begin Reading text

Sunday, October 1, 2017

After a long rest.

Assalamua'alaikum & hello everyone. So long. Today I feel mix between sad and happy. I've been cooking since 5.30am and now taking a nap.
.
^o^ I am happy because I can cook. Frying fish crackers for Adik and her friends. There were Su, Wani and.... Argh I can't recall her name. Damn it. The one that live nearby Troso, Sungai Siput, Perak. I'm not sure either it's Troso, Trosor, Terosor or maybe none of them wasn't the right spelling. Lol. Hurm. "Hantam sajalah labuuuu" .
.
After a long rest, today is the busiest day after almost a year of resting. What did I do within a year ago? No. I won't answer that question. Adik and his friends taking komuter from Arau to Kobah station yesterday. They arrive around Maghrib prayer. 7.15pm if I'm not mistaken. Rushing from their Co curriculum activities. I'm asking one of them?
"Buat apa ja kat koko tu?". The answer was a bit odd for ordinary University students. 1 of them was taking Civil engineering course while the rest (including my Adik) were taking Environment Engineering Courses. Guest what. They were practicing "ANGKLUNG". Oh wow! I am impressed with four of them. I thought they would taking  activities like sports or something related to religious. Well I don't know. Perhaps Co-co and Co-q is giving me head ache since my primary school. Duh. Back then I was a sprinter during my school sports day, long jump, president of Tables tennis, president of Puteri Islam and also an athlete during my SKP. I'm not good enough to remember what is the difference between Co-co and Co-q. Hey. We shouldn't discuss about this. It wasting my time.
.

end Reading text
begin Information provided

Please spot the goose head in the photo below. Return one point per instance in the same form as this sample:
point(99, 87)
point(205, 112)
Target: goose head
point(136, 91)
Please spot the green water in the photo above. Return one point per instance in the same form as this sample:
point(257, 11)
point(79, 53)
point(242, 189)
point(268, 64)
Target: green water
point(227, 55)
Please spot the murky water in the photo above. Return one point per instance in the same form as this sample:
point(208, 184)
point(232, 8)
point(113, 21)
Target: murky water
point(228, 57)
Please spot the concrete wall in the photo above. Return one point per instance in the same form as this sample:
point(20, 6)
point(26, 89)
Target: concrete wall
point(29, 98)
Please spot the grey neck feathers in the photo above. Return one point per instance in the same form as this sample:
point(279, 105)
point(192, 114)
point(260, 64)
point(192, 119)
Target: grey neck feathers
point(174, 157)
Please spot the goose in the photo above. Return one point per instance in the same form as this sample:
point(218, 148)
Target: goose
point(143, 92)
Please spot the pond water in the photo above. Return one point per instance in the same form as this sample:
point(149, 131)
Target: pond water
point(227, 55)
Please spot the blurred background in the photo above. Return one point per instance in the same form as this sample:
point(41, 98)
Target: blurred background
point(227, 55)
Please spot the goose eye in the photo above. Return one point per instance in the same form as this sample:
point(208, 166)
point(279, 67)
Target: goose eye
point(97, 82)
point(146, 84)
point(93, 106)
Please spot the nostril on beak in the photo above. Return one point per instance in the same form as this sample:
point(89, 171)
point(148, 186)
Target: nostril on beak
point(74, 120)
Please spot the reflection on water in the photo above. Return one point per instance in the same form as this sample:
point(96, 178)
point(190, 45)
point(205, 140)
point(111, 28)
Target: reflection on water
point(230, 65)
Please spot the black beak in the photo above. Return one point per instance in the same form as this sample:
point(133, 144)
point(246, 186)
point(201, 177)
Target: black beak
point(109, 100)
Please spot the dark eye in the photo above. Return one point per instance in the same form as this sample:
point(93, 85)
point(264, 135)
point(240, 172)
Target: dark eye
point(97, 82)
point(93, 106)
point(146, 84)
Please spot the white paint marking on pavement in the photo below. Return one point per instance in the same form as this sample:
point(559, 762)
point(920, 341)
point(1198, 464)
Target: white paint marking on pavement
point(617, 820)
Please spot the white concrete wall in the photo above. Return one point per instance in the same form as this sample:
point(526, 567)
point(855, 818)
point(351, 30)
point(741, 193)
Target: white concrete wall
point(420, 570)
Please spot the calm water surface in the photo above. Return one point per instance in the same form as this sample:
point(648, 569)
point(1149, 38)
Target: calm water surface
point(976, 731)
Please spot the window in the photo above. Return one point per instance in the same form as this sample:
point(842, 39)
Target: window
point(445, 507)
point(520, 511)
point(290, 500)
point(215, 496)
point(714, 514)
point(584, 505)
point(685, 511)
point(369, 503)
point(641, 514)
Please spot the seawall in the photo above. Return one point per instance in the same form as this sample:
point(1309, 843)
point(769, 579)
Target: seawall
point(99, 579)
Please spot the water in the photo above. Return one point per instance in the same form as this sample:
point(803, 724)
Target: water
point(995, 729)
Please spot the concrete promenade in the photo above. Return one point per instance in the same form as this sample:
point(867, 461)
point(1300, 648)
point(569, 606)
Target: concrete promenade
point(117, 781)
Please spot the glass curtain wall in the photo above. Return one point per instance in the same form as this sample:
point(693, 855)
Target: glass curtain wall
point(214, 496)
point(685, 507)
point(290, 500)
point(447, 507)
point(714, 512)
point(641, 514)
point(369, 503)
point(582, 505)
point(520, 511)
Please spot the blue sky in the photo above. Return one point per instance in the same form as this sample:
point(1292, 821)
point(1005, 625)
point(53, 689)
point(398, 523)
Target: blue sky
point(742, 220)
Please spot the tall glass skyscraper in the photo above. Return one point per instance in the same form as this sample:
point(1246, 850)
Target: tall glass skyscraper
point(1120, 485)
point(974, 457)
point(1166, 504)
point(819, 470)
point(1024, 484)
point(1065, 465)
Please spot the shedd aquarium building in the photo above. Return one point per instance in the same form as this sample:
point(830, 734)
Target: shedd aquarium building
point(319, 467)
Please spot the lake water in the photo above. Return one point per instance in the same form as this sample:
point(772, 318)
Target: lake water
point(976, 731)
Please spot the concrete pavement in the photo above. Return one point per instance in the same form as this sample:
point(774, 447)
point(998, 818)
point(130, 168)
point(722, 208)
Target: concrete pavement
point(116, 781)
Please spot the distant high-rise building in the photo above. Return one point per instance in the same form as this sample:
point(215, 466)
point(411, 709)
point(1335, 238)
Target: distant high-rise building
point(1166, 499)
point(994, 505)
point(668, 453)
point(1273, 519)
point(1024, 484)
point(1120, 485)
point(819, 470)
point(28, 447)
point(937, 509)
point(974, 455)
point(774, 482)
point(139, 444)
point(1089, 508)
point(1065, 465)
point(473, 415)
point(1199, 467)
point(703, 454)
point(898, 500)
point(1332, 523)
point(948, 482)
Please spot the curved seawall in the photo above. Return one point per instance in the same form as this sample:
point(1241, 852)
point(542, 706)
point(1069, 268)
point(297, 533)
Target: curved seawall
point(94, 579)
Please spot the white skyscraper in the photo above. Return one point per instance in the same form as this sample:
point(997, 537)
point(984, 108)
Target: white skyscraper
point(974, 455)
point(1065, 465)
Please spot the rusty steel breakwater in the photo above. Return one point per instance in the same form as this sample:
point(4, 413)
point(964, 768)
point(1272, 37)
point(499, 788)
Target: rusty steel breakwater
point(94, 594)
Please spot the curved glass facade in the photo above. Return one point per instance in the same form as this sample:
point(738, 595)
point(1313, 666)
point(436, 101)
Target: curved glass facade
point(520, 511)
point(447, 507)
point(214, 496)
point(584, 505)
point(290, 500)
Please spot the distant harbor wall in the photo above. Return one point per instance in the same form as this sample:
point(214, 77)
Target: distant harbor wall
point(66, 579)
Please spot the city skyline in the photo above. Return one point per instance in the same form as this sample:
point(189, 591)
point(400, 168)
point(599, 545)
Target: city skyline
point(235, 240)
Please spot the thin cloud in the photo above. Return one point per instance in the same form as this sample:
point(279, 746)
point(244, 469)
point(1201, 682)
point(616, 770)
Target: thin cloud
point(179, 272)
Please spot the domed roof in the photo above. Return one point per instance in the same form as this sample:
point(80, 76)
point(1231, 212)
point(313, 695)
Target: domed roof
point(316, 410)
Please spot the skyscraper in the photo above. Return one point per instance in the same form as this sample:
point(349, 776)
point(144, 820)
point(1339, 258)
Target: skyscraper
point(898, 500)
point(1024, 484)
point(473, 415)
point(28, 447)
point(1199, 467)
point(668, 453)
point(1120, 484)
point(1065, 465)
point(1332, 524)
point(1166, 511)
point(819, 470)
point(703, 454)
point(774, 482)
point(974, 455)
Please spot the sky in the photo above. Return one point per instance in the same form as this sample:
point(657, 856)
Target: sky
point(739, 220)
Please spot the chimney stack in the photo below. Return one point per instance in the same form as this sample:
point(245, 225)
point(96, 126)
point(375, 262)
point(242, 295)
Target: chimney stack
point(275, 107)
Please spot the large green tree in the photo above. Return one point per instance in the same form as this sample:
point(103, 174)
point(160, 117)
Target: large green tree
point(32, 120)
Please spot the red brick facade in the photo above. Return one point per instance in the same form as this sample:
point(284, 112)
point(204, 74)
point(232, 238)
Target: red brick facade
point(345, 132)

end Information provided

| Set exercise |
Set down the blog post word for word, from "Assalamua'alaikum & hello" to "one of them?".

| Output below |
Assalamua'alaikum & hello everyone. So long. Today I feel mix between sad and happy. I've been cooking since 5.30am and now taking a nap.
.
^o^ I am happy because I can cook. Frying fish crackers for Adik and her friends. There were Su, Wani and.... Argh I can't recall her name. Damn it. The one that live nearby Troso, Sungai Siput, Perak. I'm not sure either it's Troso, Trosor, Terosor or maybe none of them wasn't the right spelling. Lol. Hurm. "Hantam sajalah labuuuu" .
.
After a long rest, today is the busiest day after almost a year of resting. What did I do within a year ago? No. I won't answer that question. Adik and his friends taking komuter from Arau to Kobah station yesterday. They arrive around Maghrib prayer. 7.15pm if I'm not mistaken. Rushing from their Co curriculum activities. I'm asking one of them?